[Texte]

•••

Pour tout l’or de l’Afrique

Jean-Michel Bos
28 décembre 2020

La contrebande de métal jaune fait perdre des milliards de dollars au continent. Son trafic génère évasion fiscale et blanchiment d’argent tandis que la RDC est pillée par ses voisins.

Mine d'or artisanale en République centrafricaine.
Mine d'or artisanale en République centrafricaine.Image : Issouf Sanogo/AFP

Les flux financiers illicites sont un terme technique qui résume plusieurs phénomènes connus : la contrebande, le blanchiment d'argent, la corruption et le financement du terrorisme.

Ces flux illicites de capitaux représentent, selon la Conférence des Nations unies sur le commerce et le développement(Cnuced), 88,6 milliards de dollars qui disparaissent chaque année du continent africain, ce qui équivaut à 3,7% du Produit intérieur brut de l'Afrique.

Cette fuite des capitaux a des conséquences graves sur les investissements publics puisque, toujours selon la Cnuced, elle se traduirait par une chute de 25% des investissements dans la santé et 58% dans l'éducation.

« La réduction des flux financiers illicites peut aider les pays africains à mobiliser des capitaux pour financer la réalisation des objectifs de développement durable et d'autres priorités nationales », rappelle Paul Akiwumi, directeur pour l'Afrique et les pays les moins développés au Cnuced.

Il manque ainsi près de 200 milliards de dollars à l'Afrique pour réaliser les objectifs de développement durable. La fuite des capitaux en représente près de la moitié.

Le rôle central de Doubaï

Parmi ces capitaux qui quittent chaque année le continent africain, la fausse facturation des exportations représenterait 30 à 52 milliards de dollars, essentiellement lié à la contrebande d'or : celle-ci représente 77% de la sous-facturation des exportations de minerais en Afrique, suivi par le diamant (12%) et le platine (6%).

L'or représente la principale source de fuite de capitaux.

•••

[Exercices à faire]
- a) Indiquez si chaque affirmation concorde avec le texte sur la contrebande d'or en Afrique, en répondant par oui ou par non et en citant les mots décisifs du texte : (i) selon la Cnuced, les flux illicites de capitaux représentent 88,6 milliards de dollars par an ; (ii) le diamant compte pour 6 % de la sous-facturation des exportations de minerais en Afrique ; (iii) la fuite des capitaux entraînerait une chute de 58 % des investissements dans la santé.
- b) Comptez les lignes du listing qui contiennent la chaîne « segment », en tenant compte de la casse, et donnez seulement ce nombre.

[Entrées répertoriées dans un jeu de données]
•••

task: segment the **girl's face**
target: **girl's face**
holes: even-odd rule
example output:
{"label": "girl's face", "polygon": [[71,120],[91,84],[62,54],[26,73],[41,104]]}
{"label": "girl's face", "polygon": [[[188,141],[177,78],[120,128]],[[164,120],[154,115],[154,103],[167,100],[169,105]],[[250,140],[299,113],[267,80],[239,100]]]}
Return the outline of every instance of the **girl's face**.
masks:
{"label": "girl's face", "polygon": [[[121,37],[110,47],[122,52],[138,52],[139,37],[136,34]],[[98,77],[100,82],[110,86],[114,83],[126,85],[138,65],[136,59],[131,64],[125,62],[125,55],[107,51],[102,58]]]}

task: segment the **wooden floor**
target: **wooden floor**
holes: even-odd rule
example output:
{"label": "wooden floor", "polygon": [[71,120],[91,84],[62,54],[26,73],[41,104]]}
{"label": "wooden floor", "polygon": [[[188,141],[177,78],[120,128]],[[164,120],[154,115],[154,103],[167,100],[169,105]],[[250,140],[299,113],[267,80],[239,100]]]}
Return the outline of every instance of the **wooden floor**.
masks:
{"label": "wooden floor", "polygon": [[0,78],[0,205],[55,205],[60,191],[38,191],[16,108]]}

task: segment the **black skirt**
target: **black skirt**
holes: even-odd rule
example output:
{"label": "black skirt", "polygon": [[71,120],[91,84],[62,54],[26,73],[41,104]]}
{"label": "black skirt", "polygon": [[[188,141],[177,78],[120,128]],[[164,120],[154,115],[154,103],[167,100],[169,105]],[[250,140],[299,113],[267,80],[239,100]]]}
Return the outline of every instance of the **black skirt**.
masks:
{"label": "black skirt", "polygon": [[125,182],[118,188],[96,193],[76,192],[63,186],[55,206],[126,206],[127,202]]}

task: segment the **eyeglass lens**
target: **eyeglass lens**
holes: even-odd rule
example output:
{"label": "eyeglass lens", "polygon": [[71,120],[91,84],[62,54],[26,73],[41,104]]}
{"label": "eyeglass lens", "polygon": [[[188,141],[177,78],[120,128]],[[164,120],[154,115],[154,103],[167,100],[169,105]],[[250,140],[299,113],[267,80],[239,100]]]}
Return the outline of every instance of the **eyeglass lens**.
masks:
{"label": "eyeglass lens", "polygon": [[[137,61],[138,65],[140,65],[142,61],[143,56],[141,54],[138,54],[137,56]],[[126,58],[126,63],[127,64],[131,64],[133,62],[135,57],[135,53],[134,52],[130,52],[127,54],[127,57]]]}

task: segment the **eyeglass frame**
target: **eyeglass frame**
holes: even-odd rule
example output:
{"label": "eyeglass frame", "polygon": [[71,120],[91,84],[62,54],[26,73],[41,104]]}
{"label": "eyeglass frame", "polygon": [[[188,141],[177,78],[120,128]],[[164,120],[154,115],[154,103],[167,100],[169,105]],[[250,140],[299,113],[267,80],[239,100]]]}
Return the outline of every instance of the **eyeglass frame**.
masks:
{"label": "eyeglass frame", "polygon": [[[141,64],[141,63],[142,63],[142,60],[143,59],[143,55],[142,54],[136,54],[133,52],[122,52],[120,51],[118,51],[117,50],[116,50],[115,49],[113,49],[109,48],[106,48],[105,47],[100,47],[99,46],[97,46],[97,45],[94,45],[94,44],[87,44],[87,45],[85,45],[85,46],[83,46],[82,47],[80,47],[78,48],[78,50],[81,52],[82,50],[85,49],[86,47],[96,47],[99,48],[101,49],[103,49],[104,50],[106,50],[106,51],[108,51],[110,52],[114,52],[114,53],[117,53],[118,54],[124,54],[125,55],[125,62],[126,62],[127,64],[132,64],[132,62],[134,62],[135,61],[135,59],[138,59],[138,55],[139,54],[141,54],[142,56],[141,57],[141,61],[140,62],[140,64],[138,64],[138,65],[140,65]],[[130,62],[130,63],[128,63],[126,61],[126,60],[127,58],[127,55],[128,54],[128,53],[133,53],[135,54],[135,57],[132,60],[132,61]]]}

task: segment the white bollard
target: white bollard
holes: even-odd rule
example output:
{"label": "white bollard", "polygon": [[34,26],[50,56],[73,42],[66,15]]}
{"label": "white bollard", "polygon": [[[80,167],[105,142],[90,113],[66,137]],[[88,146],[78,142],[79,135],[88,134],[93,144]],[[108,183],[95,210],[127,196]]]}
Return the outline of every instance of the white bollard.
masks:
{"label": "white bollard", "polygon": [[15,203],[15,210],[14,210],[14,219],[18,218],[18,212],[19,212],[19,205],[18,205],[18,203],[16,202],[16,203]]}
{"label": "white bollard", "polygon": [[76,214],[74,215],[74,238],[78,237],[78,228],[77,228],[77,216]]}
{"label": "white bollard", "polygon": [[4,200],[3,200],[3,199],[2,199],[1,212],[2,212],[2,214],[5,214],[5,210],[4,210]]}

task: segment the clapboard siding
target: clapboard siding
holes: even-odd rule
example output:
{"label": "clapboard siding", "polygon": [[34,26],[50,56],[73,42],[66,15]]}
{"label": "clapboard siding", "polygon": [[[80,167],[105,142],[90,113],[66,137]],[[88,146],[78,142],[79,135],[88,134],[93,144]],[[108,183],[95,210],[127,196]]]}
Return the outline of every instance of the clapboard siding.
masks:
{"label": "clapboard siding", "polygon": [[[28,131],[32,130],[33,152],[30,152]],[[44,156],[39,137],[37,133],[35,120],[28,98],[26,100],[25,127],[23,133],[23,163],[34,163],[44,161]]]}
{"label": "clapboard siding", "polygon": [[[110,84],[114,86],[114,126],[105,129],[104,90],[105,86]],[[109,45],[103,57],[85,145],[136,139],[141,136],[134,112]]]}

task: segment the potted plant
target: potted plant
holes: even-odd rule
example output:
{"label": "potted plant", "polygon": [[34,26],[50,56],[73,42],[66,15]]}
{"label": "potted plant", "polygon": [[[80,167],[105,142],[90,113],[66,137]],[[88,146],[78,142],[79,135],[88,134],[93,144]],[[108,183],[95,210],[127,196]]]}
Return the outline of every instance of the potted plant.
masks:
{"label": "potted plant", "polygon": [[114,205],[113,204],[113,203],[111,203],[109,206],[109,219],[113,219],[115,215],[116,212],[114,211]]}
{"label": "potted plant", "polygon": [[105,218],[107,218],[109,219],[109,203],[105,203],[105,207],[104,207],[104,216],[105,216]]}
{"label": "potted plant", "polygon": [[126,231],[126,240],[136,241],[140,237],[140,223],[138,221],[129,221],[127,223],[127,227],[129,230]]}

•••

[Corrigés]
- a)
(i) Oui : « 88,6 milliards de dollars qui disparaissent chaque année du continent africain ».
(ii) Non : « suivi par le diamant (12%) et le platine (6%) ».
(iii) Non : « une chute de 25% des investissements dans la santé et 58% dans l'éducation ».

- b) 8